=== THE DATA ===
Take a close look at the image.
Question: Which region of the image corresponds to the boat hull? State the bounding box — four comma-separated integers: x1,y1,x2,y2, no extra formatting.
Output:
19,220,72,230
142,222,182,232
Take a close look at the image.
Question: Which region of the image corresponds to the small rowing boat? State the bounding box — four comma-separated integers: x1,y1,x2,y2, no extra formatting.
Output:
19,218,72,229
===
• **DO THIS**
Lay out the listing, from its start up to and including the line with "142,222,182,232", as a two-column CSV with the columns input and output, one row for each input and its output. Put each field in quotation marks and replace line breaks with spaces.

• **COMPLETED TASK**
input,output
"Take a close look at the image. Question: Which region of the image corresponds to the boat hull? State the bounding box — four comma-separated integers: x1,y1,x2,y2, no extra formatting. Output:","19,220,72,230 142,222,182,232"